*Excerpt provided*:
*** Begin section ***

In the Federalist Papers, both James Madison and Alexander Hamilton recognized the need to combat “the spirit of faction” and the tendency of each State to yield to its immediate interest at the expense of national unity. They reasoned that the Constitution provided a solution to this centrifugal pressure while reserving a measure of sovereignty to each State. When differences arise between States that threaten to lead to disunion, the Republic can be held together, as Hamilton observed, either “by the agency of the Courts or by military force.” A constitutional remedy to enable the States to resolve their differences peacefully is the provision that permits any State to invoke the original jurisdiction of the Supreme Court to address and settle their differences.

In the vernacular, the Supreme Court blew it, threatening the bonds that hold the union together.

Round Two: The United States Must Enter the Fray

Fortunately, that might have been only the first round in the fight to preserve the nation. A strategy exists to re-submit the Texas challenge under the Electors Clause to the Supreme Court in a way that even that Court could not dare refuse to consider. Just because Texas did not persuade the Justices that what happens in Pennsylvania hurts Texas does not mean that the United States of America could not persuade the justices that when Pennsylvania violates the U.S. Constitution, it harms the nation. Article III, § 2, cl. 2 confers original jurisdiction on the Supreme Court in any case suit brought by the United States against a state. Thus, the United States can and should file suit against Pennsylvania, Georgia, Michigan and Wisconsin. Like the Texas suit, that new suit would seek an order invalidating the appointment of the electors appointed by those four defendant States that refused to abide by the terms of the Presidential Electors Clause. That would leave it to the state legislatures in those four states to “appoint” electors — which is what the Constitution requires.

*** End section ***

*What to do*:
A - According to the excerpt, which provision of the Constitution gives the Supreme Court original jurisdiction in a suit brought by the United States against a state?
B - Translate this sentence from the excerpt into Spanish: "They reasoned that the Constitution provided a solution to this centrifugal pressure while reserving a measure of sovereignty to each State."
The material after the excerpt is not needed for anything here.

*Records supplied*:
*** Begin section ***

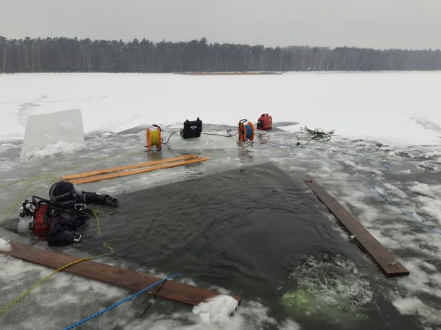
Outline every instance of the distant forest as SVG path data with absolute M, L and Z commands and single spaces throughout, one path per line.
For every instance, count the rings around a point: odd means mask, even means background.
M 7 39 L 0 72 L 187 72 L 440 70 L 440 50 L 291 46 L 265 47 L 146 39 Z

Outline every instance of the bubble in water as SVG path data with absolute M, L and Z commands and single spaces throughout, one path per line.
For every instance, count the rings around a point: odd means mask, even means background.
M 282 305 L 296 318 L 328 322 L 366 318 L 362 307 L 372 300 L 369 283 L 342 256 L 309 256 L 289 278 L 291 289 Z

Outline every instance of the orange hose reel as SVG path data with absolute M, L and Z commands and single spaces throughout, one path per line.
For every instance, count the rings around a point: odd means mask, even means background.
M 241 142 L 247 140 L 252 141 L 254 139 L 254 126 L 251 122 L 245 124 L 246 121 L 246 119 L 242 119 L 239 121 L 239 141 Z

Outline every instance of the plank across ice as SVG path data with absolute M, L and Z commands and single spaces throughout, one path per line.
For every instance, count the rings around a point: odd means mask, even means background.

*** End section ***
*** Begin section ***

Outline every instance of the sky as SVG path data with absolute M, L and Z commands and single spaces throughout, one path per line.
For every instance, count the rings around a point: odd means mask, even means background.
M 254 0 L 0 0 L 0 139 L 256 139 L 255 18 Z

*** End section ***

*Responses in order*:
A - Article III, § 2, cl. 2.

B - Razonaron que la Constitución ofrecía una solución a esta presión centrífuga, al tiempo que reservaba una medida de soberanía a cada Estado.